WHAT THIS EXERCISE ASKS:
- 1) Can you copy the essay on Adichie's critics word for word, starting with "Nevertheless, even when" and going on through "Africans to return."?
- 2) What comes next in the essay on Adichie's critics? Write the text that follows its last sentence.

Nevertheless, even when Adichie does not use the word genocide, her work almost always goes against mass violence such as femicide which the WHO recognizes to be of genocidal proportions worldwide. The two Asian women who attacked her could have applied her thoughts to combat the epidemic of femicide and genocide that is going on in Asia and around the world. If Asians were being executed in Africa for drugs offences at the rate that Asian countries are executing Africans, you would have heard African writers advocating for penal abolitionism in the interest of all. Mamdani condemned genocide in Uganda and Museveni invited the Asians who were expelled by Idi Amin to return, but he is yet to invite the descendants of enslaved Africans to return.
I write as someone who has also been very critical of aspects of the work of Adichie but without rubbishing her valuable contributions to the defense of human dignity worldwide. Africans have shown the willingness to adopt ideas from Asian writers without unfairly dismissing them as not being committed to human rights. Ghanaian students successfully protested against the statue of Gandhi on their campus partly because of his prejudiced opinions against Africans in his younger years before he was reeducated by the Zulu about nonviolence, according to Gandhi himself in his autobiography. Is there any statue of Nkrumah in India and if not why not? The critique of Gandhi is shared by Indians too and they and Africans embrace some ideas of Gandhi nevertheless.
The Asian writers who attack Adichie unfairly have not attacked white feminist writers and African women have not attacked Asian feminist writers, to the best of my knowledge. I have questioned the condescending approach to African writers by the likes of Naipaul and Spivak elsewhere without hating all their works and without generalizing their flaws to all Asians. Cultural criticism is not powered by hatred but by the love of culture defined by Ngugi and by Cabral as the struggle for and against domination, not as a way of life.

SUPPLIED MATERIAL:
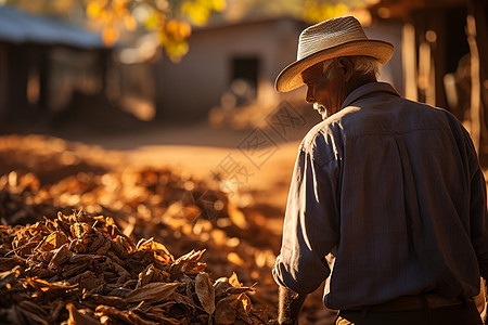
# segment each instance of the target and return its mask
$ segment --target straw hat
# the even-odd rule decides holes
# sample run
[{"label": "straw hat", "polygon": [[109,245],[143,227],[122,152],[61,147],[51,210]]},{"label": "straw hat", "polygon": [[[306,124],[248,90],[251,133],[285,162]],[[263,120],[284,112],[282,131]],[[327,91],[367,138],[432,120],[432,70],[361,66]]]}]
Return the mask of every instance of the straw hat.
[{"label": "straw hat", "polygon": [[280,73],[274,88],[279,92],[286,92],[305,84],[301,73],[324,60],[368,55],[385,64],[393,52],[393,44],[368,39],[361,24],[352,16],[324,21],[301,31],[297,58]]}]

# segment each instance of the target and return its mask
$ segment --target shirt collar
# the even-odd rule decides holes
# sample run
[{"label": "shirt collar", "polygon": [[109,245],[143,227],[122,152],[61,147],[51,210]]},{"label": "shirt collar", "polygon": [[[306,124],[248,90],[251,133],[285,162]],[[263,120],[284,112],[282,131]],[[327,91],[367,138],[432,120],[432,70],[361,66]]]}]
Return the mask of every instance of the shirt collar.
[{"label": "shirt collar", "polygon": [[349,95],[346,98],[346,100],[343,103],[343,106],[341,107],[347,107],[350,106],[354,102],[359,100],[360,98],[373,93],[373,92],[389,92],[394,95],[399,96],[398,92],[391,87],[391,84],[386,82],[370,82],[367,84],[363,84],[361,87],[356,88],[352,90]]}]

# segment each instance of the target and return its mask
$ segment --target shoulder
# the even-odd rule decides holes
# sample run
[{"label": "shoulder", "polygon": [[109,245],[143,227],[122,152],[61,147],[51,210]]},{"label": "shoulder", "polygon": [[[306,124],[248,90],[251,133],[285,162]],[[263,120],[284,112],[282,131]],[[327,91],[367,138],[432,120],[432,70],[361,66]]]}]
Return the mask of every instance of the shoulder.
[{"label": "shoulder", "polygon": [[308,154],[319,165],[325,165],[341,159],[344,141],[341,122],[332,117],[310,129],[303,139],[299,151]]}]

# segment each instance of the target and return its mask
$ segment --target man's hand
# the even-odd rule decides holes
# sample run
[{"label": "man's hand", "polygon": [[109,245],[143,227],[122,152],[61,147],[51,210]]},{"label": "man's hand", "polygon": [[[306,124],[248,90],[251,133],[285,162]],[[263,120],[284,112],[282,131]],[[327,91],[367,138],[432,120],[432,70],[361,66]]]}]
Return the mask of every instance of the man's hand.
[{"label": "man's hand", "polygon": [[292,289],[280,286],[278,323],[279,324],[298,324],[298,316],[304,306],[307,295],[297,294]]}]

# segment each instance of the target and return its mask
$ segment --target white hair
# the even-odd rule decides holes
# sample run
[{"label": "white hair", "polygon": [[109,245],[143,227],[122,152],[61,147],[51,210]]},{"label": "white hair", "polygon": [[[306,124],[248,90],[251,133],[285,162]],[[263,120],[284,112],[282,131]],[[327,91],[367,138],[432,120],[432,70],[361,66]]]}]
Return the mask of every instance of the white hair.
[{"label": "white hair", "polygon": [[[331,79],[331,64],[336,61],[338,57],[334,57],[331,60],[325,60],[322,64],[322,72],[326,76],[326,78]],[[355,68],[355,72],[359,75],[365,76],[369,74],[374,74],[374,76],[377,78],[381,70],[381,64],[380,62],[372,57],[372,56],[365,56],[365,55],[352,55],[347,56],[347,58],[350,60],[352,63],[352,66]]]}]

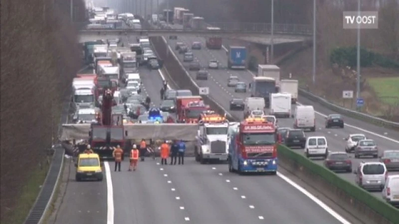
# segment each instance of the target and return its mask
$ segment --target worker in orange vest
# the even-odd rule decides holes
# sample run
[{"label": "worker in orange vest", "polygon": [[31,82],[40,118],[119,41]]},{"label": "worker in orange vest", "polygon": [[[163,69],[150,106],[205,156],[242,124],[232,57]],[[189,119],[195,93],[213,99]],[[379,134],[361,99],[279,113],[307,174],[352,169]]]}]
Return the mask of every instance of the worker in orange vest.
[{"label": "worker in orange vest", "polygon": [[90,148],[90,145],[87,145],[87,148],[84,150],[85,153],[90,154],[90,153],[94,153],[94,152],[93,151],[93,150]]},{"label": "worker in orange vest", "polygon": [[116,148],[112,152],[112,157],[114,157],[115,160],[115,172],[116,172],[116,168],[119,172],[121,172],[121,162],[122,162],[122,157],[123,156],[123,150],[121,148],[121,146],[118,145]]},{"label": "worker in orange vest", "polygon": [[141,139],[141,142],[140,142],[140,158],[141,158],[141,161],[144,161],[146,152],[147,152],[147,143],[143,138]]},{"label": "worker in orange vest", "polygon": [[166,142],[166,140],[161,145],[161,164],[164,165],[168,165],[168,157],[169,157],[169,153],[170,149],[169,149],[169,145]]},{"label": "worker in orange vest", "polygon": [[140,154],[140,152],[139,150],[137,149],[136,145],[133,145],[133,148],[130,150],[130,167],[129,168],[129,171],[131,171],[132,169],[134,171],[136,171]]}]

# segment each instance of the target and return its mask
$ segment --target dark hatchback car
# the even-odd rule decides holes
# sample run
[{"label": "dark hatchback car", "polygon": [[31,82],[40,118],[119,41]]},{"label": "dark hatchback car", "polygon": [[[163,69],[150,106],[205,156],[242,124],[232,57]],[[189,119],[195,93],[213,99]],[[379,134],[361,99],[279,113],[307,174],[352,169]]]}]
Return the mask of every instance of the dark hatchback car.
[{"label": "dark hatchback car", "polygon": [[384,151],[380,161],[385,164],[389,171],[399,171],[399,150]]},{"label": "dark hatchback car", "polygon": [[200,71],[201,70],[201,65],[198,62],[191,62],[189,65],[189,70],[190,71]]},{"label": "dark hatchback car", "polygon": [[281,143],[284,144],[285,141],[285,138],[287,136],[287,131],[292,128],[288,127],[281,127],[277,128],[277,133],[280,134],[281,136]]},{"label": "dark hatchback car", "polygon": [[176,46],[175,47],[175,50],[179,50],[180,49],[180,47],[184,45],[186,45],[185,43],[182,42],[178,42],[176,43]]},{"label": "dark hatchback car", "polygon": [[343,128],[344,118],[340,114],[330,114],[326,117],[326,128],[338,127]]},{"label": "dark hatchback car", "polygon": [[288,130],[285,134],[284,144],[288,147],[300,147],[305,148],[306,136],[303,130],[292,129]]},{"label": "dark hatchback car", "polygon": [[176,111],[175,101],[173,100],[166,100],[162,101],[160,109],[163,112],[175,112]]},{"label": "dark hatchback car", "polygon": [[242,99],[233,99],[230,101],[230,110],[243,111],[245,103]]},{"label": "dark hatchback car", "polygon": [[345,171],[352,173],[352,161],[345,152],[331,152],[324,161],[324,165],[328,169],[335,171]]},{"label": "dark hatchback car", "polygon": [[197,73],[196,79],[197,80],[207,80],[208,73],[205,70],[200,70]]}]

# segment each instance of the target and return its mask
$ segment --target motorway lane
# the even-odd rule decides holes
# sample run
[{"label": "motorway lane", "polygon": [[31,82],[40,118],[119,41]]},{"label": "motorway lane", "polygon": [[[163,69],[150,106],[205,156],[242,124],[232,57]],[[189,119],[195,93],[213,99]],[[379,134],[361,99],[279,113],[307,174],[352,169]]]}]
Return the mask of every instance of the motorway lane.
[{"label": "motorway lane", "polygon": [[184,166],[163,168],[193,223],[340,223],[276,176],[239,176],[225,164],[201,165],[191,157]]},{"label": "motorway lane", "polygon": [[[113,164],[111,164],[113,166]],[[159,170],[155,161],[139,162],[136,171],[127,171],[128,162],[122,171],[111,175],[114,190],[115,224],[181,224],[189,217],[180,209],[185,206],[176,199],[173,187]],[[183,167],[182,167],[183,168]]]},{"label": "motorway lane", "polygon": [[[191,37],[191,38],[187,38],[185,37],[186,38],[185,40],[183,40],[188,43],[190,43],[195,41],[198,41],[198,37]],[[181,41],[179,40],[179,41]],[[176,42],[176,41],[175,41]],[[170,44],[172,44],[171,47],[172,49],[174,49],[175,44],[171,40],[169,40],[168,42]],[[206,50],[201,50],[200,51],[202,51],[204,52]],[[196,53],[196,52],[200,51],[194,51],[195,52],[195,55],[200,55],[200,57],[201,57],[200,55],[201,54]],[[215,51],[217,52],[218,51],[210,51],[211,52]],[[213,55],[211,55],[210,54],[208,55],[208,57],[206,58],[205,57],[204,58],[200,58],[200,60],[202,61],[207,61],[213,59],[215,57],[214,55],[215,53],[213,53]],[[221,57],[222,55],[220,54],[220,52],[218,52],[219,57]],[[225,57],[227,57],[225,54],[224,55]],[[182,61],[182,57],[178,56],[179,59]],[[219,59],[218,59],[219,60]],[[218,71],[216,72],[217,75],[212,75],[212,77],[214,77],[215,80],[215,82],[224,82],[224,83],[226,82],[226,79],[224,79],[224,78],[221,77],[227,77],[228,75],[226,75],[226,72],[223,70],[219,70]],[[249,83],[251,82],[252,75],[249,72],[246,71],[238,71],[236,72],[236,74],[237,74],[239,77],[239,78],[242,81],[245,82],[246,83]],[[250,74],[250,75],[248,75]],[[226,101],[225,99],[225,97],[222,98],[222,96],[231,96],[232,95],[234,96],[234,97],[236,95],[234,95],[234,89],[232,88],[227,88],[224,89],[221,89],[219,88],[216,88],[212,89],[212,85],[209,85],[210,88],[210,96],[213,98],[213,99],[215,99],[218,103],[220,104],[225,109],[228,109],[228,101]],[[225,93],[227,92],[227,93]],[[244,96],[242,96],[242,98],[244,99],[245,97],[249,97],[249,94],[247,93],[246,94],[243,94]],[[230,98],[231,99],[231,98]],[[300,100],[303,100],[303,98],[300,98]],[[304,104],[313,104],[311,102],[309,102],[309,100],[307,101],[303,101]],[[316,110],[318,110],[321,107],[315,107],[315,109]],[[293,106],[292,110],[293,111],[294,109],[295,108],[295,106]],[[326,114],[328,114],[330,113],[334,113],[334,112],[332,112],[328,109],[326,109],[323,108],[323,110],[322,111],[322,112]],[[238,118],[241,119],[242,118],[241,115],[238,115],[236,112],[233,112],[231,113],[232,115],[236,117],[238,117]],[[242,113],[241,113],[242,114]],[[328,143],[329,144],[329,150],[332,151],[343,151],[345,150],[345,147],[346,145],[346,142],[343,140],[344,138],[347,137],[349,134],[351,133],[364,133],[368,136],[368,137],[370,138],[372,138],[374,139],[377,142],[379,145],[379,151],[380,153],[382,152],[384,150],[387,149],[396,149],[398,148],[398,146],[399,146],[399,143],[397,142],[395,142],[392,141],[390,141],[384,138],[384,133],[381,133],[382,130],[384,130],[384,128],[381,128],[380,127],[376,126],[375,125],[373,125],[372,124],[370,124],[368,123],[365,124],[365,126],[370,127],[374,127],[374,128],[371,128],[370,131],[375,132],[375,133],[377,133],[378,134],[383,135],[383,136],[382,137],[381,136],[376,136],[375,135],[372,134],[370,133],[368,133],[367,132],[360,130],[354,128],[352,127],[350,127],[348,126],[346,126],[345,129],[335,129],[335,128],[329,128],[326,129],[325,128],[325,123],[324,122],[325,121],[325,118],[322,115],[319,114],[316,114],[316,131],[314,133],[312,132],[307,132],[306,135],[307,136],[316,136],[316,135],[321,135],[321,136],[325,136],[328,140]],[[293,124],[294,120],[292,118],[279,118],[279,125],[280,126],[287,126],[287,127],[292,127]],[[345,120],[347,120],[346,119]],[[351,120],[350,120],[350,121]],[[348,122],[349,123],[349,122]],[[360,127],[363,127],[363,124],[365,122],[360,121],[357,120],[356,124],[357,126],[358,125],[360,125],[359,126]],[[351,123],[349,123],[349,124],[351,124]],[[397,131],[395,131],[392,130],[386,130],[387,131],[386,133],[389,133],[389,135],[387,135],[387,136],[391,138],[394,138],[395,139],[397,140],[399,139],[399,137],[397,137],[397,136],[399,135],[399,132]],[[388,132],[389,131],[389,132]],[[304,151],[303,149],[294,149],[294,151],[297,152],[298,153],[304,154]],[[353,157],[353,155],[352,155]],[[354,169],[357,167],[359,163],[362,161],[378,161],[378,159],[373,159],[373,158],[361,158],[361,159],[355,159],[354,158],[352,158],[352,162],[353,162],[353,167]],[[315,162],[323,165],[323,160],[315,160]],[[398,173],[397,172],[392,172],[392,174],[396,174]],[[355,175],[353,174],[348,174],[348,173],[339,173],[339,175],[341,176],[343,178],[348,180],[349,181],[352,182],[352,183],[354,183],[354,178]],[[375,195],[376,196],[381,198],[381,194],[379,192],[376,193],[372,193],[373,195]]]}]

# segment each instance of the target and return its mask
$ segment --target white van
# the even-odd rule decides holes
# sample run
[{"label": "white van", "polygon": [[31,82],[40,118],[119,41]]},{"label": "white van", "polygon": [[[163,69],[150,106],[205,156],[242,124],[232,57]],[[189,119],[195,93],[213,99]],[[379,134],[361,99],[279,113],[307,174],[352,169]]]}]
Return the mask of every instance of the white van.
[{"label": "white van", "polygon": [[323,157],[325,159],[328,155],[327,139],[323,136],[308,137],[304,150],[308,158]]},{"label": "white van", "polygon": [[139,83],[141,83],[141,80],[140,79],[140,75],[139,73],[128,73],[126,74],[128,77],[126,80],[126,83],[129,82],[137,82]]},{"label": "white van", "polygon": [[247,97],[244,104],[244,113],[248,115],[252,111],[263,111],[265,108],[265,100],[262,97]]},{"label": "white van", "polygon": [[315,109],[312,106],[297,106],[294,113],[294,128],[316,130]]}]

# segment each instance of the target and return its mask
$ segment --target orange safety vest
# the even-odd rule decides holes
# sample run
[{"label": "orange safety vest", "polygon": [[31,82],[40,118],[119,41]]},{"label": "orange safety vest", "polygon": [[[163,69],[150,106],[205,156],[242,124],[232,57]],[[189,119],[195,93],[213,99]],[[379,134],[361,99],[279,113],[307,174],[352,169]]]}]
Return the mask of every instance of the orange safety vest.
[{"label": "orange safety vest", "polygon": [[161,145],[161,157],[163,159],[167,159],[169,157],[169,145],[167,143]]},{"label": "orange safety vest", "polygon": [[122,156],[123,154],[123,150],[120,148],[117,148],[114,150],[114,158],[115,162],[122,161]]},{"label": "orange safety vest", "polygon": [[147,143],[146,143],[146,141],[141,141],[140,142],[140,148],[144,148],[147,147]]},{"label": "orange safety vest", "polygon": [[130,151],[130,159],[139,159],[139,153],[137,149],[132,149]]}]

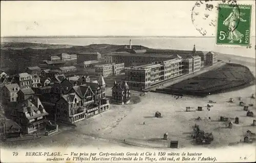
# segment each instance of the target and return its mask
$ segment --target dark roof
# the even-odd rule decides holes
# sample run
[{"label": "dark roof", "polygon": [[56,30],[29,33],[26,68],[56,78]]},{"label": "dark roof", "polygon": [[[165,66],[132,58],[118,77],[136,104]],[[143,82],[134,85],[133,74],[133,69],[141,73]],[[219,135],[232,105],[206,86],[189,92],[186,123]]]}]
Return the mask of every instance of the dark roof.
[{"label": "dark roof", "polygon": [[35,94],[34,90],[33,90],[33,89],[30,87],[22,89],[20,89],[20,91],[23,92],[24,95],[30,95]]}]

ANSWERS:
- 1)
Nevertheless, even when Adichie does not use the word genocide, her work almost always goes against mass violence such as femicide which the WHO recognizes to be of genocidal proportions worldwide. The two Asian women who attacked her could have applied her thoughts to combat the epidemic of femicide and genocide that is going on in Asia and around the world. If Asians were being executed in Africa for drugs offences at the rate that Asian countries are executing Africans, you would have heard African writers advocating for penal abolitionism in the interest of all. Mamdani condemned genocide in Uganda and Museveni invited the Asians who were expelled by Idi Amin to return, but he is yet to invite the descendants of enslaved Africans to return.

- 2)
Do not campaign for Adichie to be awarded the Nobel Prize because, prize or no prize, she will remain an important voice for the whole world to listen to, not just a voice for her generation as you suggested. No matter how her scripted interviews with US First Ladies are perceived, no matter how much two Asian women wish that she would become the mouthpiece for their political slogans, Adichie is not the enemy of the people to be despised. As your Iyawo demonstrates to you, the young bard deserves all the admiration that she can get in her passion for social justice that she narrates with a compelling voice that is hard to ignore. Those who are jealous of her success should go ahead and write the type of books that they wished that she should write for them.
Happy Kwanzaa. Happy Umoja.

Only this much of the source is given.